* THE EXERCISE: How many lines of the material contain the word "water"? Reply with the number alone.
>> start
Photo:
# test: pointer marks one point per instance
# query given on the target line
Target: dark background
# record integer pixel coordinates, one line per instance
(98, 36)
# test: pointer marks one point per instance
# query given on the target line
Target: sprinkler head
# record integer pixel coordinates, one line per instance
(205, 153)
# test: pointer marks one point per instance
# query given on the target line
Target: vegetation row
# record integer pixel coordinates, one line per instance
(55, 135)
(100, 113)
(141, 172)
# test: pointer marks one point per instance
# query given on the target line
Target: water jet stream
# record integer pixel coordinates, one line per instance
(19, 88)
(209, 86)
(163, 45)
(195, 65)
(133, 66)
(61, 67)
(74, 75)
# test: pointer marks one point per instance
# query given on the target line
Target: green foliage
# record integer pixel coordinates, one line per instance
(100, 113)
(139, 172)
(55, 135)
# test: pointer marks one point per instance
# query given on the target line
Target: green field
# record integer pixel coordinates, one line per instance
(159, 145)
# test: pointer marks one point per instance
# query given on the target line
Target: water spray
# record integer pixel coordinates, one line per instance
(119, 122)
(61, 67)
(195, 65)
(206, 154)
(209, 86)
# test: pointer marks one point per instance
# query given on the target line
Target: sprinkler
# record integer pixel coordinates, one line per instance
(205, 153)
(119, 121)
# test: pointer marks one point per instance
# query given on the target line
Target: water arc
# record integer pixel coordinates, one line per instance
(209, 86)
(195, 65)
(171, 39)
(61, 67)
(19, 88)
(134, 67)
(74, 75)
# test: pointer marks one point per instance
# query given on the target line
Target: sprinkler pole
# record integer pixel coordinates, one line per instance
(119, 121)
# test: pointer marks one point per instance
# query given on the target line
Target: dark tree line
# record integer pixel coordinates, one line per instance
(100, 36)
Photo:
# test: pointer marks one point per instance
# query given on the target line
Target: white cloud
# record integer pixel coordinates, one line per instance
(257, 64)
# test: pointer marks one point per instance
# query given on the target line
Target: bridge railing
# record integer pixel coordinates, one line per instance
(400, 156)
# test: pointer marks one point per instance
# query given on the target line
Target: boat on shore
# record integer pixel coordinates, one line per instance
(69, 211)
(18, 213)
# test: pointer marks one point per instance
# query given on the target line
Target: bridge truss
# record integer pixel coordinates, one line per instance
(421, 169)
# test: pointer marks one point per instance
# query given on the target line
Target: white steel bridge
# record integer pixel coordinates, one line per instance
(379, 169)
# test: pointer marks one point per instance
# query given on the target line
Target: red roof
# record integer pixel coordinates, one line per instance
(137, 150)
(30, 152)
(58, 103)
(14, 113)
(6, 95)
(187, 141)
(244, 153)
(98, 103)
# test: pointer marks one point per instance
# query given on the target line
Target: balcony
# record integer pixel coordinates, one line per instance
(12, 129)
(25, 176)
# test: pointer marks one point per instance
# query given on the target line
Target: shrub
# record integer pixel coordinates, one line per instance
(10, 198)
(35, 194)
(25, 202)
>> end
* SOLUTION TO THIS TASK: 3